+++ Source material +++

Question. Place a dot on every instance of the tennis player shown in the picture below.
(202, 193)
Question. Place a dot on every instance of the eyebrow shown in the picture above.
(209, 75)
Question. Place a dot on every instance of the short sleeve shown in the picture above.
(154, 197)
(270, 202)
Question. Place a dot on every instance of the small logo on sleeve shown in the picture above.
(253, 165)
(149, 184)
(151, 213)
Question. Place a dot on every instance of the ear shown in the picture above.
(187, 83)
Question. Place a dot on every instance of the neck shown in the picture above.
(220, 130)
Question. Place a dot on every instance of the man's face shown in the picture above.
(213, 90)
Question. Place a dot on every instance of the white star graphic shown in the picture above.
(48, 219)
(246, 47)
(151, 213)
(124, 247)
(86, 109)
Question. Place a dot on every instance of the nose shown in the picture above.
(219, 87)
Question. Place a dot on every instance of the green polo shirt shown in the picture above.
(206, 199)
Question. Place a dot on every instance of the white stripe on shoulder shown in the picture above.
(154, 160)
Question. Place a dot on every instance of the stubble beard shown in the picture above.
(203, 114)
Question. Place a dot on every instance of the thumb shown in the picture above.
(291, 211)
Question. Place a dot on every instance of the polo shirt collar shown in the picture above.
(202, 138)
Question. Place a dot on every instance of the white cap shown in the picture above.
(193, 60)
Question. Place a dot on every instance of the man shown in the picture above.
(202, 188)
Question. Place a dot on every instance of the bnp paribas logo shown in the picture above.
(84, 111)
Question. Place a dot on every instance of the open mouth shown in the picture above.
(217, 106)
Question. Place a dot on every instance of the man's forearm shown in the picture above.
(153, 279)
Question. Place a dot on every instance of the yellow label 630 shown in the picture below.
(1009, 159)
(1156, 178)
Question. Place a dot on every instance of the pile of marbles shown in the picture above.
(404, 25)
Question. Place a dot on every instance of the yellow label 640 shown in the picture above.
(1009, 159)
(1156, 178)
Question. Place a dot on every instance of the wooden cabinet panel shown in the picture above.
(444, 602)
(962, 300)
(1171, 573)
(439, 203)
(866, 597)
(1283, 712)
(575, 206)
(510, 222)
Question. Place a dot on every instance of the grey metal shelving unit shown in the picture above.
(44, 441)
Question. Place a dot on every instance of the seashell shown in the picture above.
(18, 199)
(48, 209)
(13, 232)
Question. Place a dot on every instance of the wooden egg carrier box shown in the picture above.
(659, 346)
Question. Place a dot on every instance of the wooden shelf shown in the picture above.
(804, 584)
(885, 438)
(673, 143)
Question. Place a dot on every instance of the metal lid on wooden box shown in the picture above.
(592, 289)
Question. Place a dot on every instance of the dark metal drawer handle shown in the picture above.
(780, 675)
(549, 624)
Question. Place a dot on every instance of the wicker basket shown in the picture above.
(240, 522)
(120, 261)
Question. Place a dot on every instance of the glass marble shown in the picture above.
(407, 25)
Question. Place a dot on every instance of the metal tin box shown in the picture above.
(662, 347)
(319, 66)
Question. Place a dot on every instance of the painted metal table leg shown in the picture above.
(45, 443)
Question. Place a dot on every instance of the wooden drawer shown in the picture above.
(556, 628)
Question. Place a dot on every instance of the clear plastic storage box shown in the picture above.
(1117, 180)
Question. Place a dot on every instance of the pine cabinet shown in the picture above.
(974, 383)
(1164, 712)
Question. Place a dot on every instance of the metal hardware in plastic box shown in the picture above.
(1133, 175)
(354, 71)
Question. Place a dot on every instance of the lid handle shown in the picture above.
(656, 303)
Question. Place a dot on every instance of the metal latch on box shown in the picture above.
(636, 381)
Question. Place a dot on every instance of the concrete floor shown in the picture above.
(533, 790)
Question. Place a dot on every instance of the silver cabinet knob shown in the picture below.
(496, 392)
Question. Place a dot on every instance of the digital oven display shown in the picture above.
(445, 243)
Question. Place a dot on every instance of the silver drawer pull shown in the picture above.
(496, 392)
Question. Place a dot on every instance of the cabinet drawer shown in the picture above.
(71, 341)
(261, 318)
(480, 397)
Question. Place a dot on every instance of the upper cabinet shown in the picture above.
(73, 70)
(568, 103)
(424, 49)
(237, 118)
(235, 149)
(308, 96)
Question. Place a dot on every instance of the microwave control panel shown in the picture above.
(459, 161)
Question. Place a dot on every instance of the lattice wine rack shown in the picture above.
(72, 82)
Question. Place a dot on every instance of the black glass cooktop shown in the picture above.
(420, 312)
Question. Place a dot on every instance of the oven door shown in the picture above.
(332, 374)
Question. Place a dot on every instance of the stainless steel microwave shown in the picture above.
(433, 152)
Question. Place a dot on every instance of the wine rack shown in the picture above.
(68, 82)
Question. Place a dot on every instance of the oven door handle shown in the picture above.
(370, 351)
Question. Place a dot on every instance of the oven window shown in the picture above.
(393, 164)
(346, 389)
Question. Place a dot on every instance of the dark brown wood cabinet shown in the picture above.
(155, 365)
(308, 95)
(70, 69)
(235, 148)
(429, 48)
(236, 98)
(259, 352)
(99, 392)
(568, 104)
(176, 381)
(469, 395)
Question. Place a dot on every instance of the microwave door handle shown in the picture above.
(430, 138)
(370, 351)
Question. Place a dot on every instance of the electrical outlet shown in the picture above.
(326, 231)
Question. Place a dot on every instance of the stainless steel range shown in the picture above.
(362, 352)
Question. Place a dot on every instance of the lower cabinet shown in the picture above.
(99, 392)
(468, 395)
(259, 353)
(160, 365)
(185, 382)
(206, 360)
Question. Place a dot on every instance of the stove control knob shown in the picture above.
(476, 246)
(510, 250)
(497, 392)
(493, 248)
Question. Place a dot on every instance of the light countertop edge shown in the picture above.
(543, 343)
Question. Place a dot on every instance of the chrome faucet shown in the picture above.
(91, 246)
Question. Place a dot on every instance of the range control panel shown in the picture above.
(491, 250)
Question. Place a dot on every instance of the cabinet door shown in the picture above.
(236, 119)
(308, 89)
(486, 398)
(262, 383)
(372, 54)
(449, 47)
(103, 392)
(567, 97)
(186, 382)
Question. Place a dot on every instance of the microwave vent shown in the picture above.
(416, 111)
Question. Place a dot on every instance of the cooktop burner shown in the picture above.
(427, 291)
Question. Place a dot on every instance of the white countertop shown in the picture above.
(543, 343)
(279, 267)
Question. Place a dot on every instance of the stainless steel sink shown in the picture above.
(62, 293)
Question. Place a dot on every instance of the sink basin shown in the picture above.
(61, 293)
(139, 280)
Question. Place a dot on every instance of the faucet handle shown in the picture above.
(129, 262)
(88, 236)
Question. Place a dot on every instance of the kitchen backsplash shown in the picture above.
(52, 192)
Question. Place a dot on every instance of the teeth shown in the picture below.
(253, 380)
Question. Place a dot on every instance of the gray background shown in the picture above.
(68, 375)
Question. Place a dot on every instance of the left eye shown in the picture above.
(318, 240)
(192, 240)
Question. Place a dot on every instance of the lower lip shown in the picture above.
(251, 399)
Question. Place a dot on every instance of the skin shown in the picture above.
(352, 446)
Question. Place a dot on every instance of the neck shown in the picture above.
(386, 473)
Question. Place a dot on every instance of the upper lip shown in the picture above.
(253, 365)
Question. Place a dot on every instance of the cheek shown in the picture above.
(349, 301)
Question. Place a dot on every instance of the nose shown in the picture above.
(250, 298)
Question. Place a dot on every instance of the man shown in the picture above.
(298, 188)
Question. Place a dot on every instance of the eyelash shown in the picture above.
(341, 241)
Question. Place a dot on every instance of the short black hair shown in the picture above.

+++

> **What is expected**
Give back exactly the lines from the one containing "Question. Place a dot on every instance of the lower lip" to the end of the material, both ends included.

> **Finished task**
Question. Place a dot on every instance of the lower lip shown in the picture above.
(251, 399)
Question. Place a dot on every instance of the skin shown in the picture above.
(352, 446)
Question. Place a dot on every instance of the neck shown in the picture above.
(386, 473)
Question. Place a dot on every instance of the upper lip shown in the picture above.
(253, 365)
Question. Place a dot on every instance of the cheek shown in the picture above.
(349, 301)
Question. Place a dot on every instance of the nose shown in the picture above.
(250, 298)
Question. Place a dot on every instance of the man shown in the picture above.
(298, 188)
Question. Place a dot on every instance of the eyelash shown in the picture above.
(341, 241)
Question. Place a dot on every instance of the short black hair shown in the picture above.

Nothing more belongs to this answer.